-- Data for processing --
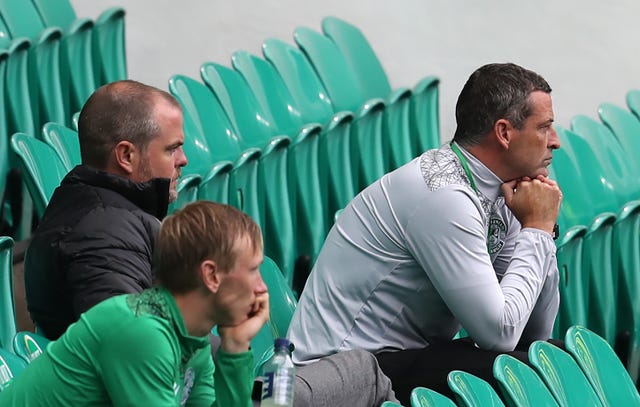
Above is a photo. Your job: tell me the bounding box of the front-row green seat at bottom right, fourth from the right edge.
[447,370,504,407]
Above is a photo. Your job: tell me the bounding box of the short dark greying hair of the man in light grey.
[453,63,551,145]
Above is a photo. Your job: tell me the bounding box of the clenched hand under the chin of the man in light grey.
[501,175,562,234]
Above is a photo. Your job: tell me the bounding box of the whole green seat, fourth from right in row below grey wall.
[231,51,327,262]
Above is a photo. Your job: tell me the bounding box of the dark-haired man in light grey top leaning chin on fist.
[289,64,562,404]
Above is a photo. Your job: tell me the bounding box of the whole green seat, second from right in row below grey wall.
[293,27,384,190]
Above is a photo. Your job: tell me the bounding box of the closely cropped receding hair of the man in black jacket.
[78,80,182,169]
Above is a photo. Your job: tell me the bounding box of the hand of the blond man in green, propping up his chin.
[218,292,269,353]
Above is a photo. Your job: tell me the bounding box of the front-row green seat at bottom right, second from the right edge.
[529,341,602,407]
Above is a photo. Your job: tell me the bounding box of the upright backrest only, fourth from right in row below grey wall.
[231,51,304,137]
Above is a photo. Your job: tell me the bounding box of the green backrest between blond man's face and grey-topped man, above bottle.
[260,256,297,338]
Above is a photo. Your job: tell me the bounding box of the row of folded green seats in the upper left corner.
[0,0,126,239]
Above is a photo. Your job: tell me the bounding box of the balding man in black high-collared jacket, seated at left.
[25,80,187,339]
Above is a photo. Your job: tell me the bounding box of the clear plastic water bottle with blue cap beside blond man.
[260,338,296,407]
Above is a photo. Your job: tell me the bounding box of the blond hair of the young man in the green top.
[154,201,262,294]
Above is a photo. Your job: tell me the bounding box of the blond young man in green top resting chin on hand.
[0,201,269,407]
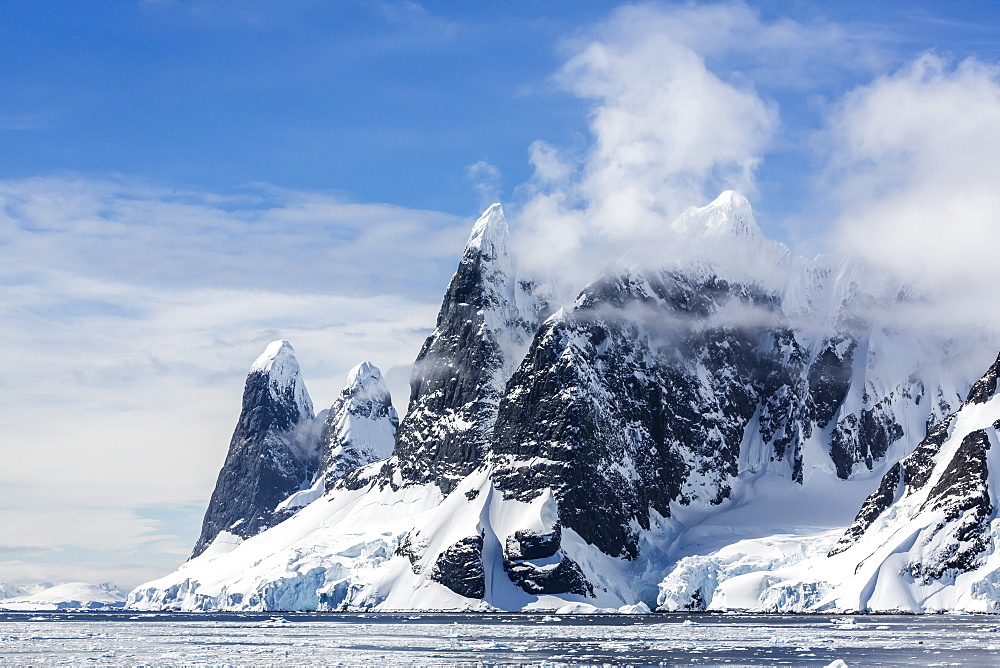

-- About this task --
What is needed is a verbatim copy of the lines from the line with "in black jacket." through the last line of the listing, pictures excluded.

-- Answer to the exercise --
Above is a photo. Your job: tell me the bounding box of the closely cropped receding hair of the man in black jacket.
[78,80,182,169]
Above is a photo. Your job: tell me the bounding box of the hand of the blond man in green, propping up his chin.
[218,292,269,353]
Above is a photo. Your job: tell me the bounding box of the front-row green seat at bottom right, second from the right edge.
[529,341,602,407]
Above is a photo. Your job: tell me the bounding box of the upright backrest only, fourth from right in row below grey wall.
[231,51,304,137]
Above is a photo. Your job: tell me the bounding box of the green backrest between blond man's face and grey-topped man, above bottle.
[260,256,297,338]
Above is a photo. Your job: tell me the bounding box of the row of folded green seats in the upper left corner.
[0,0,126,239]
Above is a photo. Your job: tell me the bounding box of the balding man in black high-collared jacket, seated at left.
[25,80,187,339]
Above is a photo. Your job: tell me the bounding box of the clear plastic water bottle with blue cap beside blond man.
[260,338,296,407]
Above is a photo. Your job: tell me the bounding box of the blond hair of the young man in the green top.
[154,201,262,294]
Above is a photo. Your job: tell me the bounding box of the blond young man in green top resting chin on hand.
[0,201,269,407]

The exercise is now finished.